Gather every line of the material below that contains the string "cheese", matching case.

[Excerpts from a dataset on pointing at objects]

START

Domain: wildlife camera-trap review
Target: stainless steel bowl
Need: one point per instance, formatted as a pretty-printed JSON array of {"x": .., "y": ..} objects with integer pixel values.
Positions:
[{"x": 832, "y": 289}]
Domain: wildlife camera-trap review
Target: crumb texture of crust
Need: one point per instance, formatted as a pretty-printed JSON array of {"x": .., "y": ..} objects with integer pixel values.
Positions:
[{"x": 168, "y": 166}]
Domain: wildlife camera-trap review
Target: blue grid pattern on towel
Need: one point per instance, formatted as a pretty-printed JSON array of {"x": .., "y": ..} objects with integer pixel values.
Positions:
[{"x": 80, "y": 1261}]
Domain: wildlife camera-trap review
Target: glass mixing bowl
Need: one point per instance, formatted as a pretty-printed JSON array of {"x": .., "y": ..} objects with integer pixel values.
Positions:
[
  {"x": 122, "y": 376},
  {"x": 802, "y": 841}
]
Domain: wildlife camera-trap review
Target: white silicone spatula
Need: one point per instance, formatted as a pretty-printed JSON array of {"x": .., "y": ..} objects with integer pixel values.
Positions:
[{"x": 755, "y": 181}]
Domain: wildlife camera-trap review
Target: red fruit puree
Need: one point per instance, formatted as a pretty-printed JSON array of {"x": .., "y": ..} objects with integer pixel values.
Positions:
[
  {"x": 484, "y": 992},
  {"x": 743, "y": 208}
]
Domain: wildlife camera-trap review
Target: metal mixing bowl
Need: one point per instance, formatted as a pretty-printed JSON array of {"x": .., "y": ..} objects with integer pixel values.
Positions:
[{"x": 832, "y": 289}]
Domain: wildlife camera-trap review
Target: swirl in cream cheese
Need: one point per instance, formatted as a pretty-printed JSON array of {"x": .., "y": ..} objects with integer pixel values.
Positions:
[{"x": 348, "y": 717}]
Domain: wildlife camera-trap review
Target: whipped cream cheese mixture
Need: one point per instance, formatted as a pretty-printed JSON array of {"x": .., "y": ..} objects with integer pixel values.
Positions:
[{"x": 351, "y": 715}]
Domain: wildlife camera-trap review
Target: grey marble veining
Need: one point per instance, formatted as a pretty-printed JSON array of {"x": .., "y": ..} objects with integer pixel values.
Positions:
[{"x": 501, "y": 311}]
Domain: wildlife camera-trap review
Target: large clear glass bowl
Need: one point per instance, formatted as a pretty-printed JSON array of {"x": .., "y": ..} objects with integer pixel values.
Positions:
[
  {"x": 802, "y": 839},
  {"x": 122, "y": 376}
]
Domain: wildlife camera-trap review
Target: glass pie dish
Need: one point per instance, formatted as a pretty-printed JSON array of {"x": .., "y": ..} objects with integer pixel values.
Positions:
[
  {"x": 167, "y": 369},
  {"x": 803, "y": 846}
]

END

Full output:
Target: swirl in cream cheese
Target: whipped cream cheese mixture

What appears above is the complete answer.